Kevin Borlée: "Sa fougue a fait du bien"
"Philippe, que j'ai pu croiser en quelques occasions, a marqué le sport belge, il a fait vibrer tout le pays", nous explique l'athlète. "Je ne veux pas isoler un souvenir précis, mais plutôt souligner le caractère exemplaire de sa carrière dans son ensemble. L'image que j'ai de lui, c'est un coureur au tempérament offensif dont la fougue a fait beaucoup de bien et amené de la fraîcheur à un cyclisme parfois trop aseptisé avec les oreillettes, les données scientifiques, etc. Il se connaissait parfaitement et on le sentait habité d'une grande confiance. Sa longévité est admirable aussi : il n'est pas évident de rester motivé quand on sait ce que cela représente de rester au plus haut niveau. Il a beau être très pro, très rigoureux dans son approche et avoir un bon encadrement, même avec l'âge, les kilomètres, il faut les avaler ! Et non, je ne lui en veux pas de m'avoir devancé deux fois pour le titre de Sportif de l'année en 2010 et 2011 (rires). La Belgique doit juste mesurer sa chance d'avoir pu compter sur un sportif de cet acabit."
Jean-Michel Saive: "Quelle superbe carrière"

CONSIGNE 1:
Relevez chaque ligne des enregistrements ci-dessous qui contient le mot « orange ». La casse compte.

Éléments d'identification d'emplacements
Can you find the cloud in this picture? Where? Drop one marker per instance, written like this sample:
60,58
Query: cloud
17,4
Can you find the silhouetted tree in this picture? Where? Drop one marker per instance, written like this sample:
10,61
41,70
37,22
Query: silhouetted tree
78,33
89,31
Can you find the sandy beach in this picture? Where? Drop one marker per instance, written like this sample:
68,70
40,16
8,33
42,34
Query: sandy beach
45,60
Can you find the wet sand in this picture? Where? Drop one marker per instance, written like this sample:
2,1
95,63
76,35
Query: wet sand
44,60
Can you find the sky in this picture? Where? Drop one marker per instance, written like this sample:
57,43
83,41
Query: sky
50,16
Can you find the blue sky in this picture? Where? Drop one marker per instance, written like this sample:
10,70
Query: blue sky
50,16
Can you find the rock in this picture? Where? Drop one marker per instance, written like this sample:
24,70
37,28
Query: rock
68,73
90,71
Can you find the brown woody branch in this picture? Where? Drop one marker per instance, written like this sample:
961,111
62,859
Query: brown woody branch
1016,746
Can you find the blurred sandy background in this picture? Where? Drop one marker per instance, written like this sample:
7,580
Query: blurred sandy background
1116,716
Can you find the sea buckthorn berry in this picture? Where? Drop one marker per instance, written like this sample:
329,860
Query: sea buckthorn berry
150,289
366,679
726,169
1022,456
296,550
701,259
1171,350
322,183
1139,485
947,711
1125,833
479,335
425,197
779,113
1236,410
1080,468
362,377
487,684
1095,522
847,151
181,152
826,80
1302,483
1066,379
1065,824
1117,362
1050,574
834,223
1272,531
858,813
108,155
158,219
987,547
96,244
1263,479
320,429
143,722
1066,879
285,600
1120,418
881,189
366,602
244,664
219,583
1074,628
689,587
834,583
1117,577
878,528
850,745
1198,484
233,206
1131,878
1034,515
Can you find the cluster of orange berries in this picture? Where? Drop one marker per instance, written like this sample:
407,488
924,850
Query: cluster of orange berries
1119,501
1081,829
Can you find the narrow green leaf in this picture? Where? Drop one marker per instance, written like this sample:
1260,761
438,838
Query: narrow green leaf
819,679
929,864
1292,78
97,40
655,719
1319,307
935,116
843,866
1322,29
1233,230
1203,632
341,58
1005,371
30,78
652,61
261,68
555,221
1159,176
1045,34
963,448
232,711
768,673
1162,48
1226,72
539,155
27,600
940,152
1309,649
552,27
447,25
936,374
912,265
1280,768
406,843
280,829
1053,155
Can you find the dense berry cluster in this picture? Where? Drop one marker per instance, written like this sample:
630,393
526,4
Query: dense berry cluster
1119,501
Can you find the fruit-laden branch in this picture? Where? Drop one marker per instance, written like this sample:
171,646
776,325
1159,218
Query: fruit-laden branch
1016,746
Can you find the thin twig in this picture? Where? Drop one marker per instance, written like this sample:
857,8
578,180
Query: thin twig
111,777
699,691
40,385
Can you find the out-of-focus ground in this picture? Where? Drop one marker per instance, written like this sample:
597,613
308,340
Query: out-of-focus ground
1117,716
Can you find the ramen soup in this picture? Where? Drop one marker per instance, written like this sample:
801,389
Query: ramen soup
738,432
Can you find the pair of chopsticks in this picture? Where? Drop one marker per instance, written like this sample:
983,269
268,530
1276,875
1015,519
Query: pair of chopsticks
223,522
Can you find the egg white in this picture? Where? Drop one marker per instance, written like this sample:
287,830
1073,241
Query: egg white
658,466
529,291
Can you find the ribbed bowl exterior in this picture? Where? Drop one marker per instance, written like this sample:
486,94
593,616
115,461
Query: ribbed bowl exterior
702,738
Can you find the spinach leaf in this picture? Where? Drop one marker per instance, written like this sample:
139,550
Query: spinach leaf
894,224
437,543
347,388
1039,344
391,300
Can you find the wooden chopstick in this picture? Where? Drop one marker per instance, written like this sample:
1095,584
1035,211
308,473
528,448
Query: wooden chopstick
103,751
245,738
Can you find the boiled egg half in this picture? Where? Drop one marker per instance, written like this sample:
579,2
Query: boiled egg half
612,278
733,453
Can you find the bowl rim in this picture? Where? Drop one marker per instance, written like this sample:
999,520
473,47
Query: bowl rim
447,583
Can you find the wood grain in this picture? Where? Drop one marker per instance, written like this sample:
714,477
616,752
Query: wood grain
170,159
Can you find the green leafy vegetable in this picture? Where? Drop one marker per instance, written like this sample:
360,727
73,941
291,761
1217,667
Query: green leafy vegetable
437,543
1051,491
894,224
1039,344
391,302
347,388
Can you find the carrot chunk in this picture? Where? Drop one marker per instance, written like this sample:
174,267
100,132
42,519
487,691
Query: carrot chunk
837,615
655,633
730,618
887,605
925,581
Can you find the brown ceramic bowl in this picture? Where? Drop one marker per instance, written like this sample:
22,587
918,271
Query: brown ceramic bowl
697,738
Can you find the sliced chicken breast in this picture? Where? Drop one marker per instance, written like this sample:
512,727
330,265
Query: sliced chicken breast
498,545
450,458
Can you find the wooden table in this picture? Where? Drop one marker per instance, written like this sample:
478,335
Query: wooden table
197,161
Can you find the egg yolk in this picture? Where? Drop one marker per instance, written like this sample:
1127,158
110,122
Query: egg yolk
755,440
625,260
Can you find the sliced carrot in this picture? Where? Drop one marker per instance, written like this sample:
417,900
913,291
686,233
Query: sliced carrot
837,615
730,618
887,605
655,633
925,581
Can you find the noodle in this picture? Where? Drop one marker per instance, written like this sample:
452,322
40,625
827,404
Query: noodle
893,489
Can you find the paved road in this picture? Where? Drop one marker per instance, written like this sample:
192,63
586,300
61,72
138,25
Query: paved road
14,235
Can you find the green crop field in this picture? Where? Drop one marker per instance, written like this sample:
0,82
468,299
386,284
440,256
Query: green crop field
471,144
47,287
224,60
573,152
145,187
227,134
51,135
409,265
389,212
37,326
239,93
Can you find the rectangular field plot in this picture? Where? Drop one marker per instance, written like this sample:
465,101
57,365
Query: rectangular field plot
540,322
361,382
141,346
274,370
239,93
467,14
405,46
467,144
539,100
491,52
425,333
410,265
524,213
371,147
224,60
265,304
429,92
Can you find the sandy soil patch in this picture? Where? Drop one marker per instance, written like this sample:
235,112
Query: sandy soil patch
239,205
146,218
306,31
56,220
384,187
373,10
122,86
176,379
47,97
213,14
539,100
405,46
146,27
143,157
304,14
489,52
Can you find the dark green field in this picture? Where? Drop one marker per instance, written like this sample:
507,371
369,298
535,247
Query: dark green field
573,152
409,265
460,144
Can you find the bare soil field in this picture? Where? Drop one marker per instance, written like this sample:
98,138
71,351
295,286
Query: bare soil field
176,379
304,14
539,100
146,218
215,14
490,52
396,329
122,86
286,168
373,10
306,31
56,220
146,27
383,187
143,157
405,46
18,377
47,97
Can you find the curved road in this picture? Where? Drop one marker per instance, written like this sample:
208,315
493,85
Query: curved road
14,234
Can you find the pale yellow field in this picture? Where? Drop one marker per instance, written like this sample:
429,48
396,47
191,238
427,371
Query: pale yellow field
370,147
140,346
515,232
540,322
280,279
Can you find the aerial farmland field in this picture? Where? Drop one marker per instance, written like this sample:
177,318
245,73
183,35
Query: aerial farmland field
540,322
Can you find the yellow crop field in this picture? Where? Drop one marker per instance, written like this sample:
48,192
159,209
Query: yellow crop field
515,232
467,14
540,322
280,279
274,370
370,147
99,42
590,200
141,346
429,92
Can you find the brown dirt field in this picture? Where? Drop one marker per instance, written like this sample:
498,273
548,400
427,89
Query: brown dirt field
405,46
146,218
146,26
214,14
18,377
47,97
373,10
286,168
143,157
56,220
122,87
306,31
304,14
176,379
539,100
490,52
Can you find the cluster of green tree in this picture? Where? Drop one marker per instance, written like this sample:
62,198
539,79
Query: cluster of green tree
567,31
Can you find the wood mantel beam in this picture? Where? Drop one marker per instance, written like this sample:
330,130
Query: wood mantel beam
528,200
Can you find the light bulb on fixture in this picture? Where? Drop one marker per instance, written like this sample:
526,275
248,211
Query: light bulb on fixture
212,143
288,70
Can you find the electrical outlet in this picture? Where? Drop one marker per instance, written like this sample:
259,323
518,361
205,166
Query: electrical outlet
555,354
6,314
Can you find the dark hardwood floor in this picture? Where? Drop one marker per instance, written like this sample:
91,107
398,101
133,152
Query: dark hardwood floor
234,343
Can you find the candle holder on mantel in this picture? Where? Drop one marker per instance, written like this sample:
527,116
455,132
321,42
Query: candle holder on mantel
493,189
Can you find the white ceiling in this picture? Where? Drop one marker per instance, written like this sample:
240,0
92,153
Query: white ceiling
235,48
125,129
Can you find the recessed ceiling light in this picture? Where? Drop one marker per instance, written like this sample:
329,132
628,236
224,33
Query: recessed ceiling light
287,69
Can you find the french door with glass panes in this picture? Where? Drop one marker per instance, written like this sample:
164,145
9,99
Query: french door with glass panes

CONSIGNE 2:
Répondez à ces questions sur l'extrait consacré à Philippe :
(a) Pour quel titre Philippe a-t-il devancé Kevin Borlée deux fois, et en quelles années ?
(b) Quels exemples l'athlète donne-t-il de ce qui rend le cyclisme parfois trop aseptisé ?
(c) Quel adjectif qualifie le tempérament du coureur ?

RÉSULTAT FINAL 1:
Can you find the cluster of orange berries in this picture? Where? Drop one marker per instance, written like this sample:
Query: cluster of orange berries

RÉSULTAT FINAL 2:
(a) Le titre de Sportif de l'année, en 2010 et 2011.
(b) Les oreillettes et les données scientifiques.
(c) Offensif.